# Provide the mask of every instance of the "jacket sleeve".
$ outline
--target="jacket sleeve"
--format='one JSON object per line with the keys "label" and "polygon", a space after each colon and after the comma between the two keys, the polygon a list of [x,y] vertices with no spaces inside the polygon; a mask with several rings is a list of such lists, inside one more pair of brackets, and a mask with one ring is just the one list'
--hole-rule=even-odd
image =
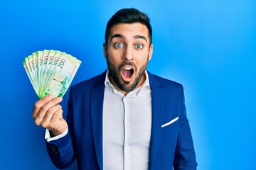
{"label": "jacket sleeve", "polygon": [[[71,88],[72,89],[72,88]],[[75,159],[74,145],[73,144],[73,106],[70,91],[70,98],[68,105],[67,123],[68,133],[58,140],[46,142],[46,149],[53,164],[58,169],[68,168]]]}
{"label": "jacket sleeve", "polygon": [[175,170],[196,170],[197,162],[191,132],[186,113],[183,89],[181,90],[180,127],[175,150],[174,167]]}
{"label": "jacket sleeve", "polygon": [[75,160],[73,148],[69,132],[64,137],[46,142],[50,160],[58,169],[68,168]]}

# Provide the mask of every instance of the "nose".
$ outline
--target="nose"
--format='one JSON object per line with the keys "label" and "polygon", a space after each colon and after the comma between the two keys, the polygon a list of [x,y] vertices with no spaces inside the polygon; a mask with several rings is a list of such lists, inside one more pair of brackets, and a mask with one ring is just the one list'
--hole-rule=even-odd
{"label": "nose", "polygon": [[134,56],[132,53],[132,48],[129,47],[127,47],[125,48],[123,60],[127,62],[130,62],[134,60]]}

Your objective
Please tally the lines in the rows above that contain the string "instance" and give only the number.

Written answer
2